Your task
Ignore the pictures in the data below and set down exactly the lines from its first line through the line containing "Target: underwater stones".

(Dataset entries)

■ ■ ■ ■ ■

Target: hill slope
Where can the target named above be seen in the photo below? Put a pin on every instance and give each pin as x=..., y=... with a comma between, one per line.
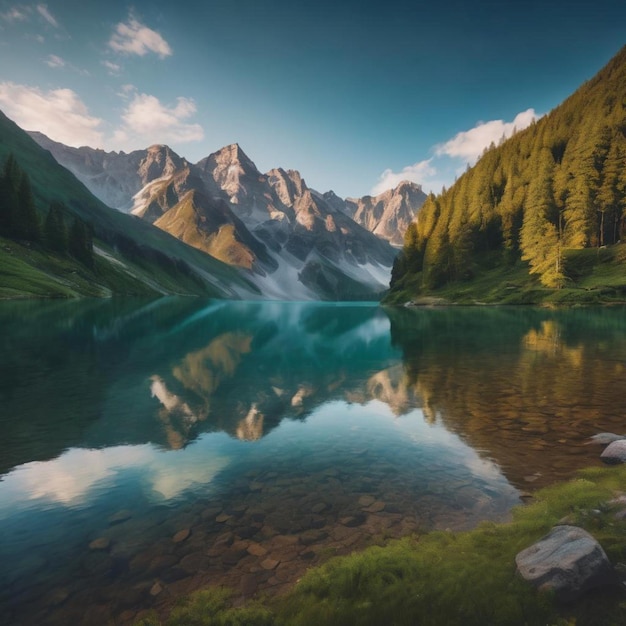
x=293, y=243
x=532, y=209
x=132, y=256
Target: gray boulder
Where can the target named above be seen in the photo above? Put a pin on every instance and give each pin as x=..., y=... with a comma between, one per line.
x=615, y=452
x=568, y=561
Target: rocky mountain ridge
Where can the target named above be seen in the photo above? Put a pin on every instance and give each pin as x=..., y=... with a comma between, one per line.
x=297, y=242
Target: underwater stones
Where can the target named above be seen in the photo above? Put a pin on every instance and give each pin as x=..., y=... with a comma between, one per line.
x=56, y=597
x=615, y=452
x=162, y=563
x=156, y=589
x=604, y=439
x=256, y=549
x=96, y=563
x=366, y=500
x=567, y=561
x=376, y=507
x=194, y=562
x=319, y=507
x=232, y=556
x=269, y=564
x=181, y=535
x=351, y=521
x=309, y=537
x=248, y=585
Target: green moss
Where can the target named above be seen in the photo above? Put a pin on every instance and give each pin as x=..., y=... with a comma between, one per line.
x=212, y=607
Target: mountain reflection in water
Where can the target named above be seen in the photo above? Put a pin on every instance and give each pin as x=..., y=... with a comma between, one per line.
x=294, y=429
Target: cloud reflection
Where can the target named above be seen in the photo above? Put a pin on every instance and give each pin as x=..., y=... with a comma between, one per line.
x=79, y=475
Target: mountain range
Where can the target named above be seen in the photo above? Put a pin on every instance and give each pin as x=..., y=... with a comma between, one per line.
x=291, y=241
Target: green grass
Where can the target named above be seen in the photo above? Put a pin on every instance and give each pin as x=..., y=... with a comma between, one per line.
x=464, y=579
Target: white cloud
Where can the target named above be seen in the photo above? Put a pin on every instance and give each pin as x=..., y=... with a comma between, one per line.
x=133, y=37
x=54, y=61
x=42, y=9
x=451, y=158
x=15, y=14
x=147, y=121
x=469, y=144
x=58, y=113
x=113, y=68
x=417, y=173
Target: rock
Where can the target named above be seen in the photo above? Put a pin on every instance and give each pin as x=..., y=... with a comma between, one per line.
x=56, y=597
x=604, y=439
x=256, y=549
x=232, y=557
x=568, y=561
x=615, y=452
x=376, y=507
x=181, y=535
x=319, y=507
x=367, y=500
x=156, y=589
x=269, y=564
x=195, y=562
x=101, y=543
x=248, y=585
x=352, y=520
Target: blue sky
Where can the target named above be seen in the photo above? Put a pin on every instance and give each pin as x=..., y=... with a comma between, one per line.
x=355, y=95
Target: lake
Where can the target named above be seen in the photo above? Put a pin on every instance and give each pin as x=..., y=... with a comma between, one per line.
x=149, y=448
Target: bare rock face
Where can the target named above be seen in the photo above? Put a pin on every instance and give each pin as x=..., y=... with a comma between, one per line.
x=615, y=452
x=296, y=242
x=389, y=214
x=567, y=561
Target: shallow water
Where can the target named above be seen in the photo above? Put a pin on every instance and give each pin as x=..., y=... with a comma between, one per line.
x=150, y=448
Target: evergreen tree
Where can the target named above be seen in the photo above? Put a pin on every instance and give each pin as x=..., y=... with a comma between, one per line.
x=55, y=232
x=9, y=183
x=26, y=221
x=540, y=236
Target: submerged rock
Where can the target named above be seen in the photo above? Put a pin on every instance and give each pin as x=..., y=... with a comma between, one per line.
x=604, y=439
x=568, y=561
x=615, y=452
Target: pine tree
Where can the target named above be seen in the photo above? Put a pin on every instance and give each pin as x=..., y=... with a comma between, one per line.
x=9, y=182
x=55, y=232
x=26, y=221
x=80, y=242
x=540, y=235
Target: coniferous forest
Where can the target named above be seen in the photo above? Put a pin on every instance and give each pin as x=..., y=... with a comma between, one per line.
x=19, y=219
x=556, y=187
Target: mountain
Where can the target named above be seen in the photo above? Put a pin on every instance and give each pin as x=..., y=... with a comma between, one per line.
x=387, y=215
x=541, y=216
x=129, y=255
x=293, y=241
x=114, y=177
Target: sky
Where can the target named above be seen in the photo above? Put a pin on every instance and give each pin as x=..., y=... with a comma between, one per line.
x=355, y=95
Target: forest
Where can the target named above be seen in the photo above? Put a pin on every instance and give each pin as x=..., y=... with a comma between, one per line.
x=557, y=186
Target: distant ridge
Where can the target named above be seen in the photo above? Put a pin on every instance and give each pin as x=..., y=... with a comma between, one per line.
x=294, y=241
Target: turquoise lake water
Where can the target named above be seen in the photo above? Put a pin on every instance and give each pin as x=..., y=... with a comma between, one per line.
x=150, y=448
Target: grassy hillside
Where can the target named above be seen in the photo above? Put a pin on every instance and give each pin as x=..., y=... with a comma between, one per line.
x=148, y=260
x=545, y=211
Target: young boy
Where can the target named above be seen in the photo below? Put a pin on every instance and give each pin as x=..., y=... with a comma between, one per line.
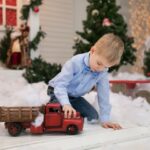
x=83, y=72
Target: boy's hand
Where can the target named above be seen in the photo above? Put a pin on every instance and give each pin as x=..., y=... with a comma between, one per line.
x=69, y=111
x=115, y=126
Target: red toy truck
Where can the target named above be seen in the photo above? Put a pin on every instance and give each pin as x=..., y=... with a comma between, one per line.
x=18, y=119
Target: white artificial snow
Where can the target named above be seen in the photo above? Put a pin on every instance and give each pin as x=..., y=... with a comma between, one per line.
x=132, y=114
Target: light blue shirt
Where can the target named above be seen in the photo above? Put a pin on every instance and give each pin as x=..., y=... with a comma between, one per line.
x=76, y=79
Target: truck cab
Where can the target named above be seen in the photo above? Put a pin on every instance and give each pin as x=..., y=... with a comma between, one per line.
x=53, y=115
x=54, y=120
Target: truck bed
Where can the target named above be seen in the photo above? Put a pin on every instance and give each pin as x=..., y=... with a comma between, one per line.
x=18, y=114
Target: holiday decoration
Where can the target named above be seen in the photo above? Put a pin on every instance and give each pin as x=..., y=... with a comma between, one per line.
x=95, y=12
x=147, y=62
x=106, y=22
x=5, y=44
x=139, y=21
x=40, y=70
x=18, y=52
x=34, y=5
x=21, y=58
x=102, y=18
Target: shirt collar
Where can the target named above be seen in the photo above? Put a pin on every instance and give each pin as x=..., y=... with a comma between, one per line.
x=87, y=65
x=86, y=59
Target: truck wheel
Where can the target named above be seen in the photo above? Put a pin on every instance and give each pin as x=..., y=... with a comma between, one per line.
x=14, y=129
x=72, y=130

■ ■ ■ ■ ■

Response for this exercise
Target: hill slope
Where can the target named above be seen in the photo below? Put a pin on every instance and give each pin as x=..., y=... with a comma between, one per line.
x=293, y=243
x=532, y=209
x=132, y=256
Target: gray boulder
Where can the target named above be seen in the photo above? Put a pin on every instance and give each pin as x=..., y=... with a comma between, one per line.
x=615, y=452
x=568, y=561
Target: rocky mountain ridge
Where can the target named above be seen in the photo above? Put a pin on every instance and give each pin as x=..., y=... with a comma between, one per line.
x=297, y=242
Target: underwater stones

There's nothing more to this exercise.